- **Source data**

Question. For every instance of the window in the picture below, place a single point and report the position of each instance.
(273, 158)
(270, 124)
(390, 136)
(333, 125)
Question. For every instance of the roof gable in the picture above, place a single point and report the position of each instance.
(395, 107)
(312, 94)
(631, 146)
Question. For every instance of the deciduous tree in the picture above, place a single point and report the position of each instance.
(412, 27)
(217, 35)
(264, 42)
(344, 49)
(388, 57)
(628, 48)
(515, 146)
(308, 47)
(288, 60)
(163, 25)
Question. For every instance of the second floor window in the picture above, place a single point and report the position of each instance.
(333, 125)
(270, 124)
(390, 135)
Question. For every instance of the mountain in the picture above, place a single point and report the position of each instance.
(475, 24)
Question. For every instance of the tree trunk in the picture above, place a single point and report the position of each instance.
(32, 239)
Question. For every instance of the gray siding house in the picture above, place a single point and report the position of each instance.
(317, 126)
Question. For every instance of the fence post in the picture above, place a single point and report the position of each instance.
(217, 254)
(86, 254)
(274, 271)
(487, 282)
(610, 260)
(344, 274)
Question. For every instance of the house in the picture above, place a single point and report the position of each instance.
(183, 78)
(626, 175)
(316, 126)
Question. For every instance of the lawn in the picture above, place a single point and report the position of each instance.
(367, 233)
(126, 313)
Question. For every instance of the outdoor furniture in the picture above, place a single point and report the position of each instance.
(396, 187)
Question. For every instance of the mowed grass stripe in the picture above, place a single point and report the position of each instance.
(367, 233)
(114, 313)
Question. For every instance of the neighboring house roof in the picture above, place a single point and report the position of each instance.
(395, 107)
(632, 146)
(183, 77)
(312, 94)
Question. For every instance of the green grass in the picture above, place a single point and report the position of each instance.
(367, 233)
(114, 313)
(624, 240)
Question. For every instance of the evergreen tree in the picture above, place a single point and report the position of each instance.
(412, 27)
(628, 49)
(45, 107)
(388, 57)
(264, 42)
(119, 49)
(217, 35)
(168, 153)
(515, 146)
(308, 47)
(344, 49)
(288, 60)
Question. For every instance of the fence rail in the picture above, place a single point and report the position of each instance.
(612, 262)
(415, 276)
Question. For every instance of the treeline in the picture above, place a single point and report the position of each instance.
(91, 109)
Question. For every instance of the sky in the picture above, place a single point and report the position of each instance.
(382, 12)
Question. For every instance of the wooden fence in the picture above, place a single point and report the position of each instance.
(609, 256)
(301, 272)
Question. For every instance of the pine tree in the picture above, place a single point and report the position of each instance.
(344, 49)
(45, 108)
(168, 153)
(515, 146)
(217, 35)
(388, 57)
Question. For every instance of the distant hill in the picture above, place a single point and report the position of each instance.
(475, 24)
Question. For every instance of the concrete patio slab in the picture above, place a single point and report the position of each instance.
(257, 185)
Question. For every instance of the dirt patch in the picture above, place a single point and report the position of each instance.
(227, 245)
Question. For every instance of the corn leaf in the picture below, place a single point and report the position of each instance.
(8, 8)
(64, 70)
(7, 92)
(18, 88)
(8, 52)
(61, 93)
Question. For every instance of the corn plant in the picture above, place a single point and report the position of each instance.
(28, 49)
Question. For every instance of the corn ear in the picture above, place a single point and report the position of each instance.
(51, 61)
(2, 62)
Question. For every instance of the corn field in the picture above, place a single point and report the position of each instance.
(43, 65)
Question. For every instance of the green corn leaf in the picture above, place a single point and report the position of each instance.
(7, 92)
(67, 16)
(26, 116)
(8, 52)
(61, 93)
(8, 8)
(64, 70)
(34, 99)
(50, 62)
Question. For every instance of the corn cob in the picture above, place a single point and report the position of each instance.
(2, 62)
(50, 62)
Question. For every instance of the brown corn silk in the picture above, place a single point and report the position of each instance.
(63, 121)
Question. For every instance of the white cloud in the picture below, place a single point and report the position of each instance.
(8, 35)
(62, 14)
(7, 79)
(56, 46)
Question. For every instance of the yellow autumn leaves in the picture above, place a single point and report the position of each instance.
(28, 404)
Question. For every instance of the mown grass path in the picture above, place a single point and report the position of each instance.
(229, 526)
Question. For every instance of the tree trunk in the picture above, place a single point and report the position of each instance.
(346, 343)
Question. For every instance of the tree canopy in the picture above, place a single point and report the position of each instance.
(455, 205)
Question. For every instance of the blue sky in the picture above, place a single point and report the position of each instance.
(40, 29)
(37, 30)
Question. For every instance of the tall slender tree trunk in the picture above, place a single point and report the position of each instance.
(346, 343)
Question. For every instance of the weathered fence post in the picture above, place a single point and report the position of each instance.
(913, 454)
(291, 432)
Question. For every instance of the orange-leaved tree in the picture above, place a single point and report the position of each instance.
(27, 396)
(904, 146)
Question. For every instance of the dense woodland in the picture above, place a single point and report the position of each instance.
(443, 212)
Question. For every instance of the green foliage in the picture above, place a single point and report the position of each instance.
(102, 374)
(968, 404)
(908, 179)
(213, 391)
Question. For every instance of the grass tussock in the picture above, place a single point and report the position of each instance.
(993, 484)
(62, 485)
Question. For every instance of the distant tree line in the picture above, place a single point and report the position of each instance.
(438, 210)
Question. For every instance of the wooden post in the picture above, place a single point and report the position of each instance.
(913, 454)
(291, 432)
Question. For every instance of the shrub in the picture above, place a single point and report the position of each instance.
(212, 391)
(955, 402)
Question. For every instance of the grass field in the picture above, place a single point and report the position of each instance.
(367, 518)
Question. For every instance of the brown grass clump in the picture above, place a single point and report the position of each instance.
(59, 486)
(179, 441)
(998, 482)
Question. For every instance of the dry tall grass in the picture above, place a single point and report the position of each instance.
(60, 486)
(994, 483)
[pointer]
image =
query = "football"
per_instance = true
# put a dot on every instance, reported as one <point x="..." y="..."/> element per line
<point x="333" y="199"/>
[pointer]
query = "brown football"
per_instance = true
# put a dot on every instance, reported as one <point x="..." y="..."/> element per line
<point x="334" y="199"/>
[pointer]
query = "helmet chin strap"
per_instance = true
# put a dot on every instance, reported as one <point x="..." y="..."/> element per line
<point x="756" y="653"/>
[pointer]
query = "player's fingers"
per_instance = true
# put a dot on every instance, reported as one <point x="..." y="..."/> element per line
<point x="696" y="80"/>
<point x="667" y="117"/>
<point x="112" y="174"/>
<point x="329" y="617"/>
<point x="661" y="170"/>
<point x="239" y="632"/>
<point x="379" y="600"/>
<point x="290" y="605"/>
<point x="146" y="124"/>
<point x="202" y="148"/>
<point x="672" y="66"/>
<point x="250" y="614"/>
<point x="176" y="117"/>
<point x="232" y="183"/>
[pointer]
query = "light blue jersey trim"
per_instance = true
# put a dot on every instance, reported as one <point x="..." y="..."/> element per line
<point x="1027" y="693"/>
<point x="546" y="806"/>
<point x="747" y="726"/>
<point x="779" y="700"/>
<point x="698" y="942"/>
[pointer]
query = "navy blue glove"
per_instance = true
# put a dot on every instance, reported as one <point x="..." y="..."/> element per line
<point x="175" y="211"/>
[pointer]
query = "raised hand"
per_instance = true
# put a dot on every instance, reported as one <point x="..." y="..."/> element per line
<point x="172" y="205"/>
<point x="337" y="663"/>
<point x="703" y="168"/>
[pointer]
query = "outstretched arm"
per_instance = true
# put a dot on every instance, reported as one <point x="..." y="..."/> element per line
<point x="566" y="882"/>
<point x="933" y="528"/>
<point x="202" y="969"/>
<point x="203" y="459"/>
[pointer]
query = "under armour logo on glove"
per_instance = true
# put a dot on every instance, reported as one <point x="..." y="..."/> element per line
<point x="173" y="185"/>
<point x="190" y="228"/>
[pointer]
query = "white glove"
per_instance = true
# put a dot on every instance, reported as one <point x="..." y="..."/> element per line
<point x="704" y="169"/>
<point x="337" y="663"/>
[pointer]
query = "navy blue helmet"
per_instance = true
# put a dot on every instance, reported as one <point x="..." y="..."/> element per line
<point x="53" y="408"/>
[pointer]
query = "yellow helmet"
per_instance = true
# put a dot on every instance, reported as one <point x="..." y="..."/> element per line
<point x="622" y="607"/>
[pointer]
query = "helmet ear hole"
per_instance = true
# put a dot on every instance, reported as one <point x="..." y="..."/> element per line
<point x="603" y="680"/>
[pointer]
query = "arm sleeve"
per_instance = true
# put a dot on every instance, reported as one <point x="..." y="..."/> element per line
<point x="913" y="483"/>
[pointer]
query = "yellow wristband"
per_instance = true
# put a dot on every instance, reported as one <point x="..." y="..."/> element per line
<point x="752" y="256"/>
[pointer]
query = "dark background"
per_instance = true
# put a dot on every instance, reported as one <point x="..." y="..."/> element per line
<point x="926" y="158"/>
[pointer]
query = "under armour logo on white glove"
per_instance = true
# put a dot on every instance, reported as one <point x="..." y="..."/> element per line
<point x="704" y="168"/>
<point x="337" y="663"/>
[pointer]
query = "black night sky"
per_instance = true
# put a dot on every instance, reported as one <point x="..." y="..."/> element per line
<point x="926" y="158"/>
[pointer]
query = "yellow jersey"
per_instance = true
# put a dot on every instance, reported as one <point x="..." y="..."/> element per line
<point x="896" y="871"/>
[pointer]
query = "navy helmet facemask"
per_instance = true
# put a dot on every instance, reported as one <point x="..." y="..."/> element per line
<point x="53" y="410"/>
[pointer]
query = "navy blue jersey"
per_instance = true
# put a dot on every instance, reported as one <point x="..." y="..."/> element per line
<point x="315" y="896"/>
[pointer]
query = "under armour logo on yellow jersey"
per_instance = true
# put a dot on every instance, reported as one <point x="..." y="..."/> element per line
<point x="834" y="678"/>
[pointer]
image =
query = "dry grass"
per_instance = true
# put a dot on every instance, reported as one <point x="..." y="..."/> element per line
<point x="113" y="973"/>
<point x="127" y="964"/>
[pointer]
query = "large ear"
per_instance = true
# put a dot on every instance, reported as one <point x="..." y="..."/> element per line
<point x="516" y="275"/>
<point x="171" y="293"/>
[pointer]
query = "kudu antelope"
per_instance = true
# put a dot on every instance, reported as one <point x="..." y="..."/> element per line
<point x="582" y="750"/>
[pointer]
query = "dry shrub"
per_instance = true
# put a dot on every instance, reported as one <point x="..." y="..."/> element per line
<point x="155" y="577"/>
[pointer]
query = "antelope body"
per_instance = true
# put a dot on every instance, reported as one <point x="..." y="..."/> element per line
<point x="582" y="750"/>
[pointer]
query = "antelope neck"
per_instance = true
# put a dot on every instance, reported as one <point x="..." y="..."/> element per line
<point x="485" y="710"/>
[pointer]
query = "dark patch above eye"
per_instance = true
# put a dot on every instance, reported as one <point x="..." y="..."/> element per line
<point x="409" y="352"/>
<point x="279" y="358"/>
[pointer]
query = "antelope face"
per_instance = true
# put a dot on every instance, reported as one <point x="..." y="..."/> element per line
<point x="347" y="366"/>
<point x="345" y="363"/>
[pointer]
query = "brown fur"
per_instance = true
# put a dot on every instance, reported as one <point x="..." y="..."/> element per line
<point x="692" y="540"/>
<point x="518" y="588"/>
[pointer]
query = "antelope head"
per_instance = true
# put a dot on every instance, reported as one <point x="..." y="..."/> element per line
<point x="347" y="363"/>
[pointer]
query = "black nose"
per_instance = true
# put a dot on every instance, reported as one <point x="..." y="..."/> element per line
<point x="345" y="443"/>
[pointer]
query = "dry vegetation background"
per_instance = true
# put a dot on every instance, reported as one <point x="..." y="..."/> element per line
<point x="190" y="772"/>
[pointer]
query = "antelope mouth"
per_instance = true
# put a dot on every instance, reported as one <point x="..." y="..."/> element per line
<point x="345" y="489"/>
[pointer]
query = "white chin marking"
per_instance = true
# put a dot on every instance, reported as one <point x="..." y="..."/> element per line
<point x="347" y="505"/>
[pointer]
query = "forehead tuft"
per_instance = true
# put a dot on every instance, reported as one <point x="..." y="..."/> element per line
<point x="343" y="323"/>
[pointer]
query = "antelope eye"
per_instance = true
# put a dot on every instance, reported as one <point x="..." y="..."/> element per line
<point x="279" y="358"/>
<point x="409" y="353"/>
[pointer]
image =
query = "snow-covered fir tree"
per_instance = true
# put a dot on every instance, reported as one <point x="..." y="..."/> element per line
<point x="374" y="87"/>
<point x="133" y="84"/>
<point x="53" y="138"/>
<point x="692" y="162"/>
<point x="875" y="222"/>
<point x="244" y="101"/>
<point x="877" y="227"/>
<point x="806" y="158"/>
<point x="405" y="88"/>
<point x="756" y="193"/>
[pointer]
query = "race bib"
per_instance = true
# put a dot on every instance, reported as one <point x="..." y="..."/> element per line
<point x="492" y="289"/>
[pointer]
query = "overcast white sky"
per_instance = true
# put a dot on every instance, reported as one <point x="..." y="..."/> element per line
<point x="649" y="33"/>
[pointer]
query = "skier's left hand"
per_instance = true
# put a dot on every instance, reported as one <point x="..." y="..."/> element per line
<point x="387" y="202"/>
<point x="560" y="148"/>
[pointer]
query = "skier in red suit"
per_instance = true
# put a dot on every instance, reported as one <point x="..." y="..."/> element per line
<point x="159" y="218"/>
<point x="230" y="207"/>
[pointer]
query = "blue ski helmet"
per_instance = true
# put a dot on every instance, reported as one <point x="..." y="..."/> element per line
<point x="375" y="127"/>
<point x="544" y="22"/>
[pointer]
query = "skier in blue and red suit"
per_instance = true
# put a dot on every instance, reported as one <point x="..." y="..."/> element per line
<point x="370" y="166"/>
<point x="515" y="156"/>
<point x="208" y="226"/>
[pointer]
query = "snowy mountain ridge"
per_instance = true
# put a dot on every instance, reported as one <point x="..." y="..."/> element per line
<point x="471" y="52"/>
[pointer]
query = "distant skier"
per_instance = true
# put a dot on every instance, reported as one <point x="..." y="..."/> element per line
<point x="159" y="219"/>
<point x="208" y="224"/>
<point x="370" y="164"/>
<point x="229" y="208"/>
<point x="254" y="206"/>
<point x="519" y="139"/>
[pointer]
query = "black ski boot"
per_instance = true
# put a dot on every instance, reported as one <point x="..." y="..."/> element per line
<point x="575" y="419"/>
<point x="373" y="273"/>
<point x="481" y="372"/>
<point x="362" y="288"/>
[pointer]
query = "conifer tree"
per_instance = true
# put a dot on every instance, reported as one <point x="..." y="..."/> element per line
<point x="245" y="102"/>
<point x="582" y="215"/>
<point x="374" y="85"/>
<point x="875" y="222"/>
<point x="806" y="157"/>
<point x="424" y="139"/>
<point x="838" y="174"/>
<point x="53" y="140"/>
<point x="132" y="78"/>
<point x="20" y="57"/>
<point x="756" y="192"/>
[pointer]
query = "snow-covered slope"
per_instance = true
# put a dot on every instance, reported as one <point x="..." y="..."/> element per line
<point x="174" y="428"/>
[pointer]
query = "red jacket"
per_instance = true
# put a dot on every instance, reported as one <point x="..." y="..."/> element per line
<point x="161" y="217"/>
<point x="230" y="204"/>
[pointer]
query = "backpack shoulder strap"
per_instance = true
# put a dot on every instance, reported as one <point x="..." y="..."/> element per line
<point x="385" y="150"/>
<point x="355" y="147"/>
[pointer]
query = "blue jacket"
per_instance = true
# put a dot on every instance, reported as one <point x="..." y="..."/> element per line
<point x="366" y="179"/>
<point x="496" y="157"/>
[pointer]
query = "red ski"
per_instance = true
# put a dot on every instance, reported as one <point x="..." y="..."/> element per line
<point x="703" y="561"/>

- **What to work on**
How many of the lines above include the string "hand"? Give only the number.

- **Solution to this problem**
2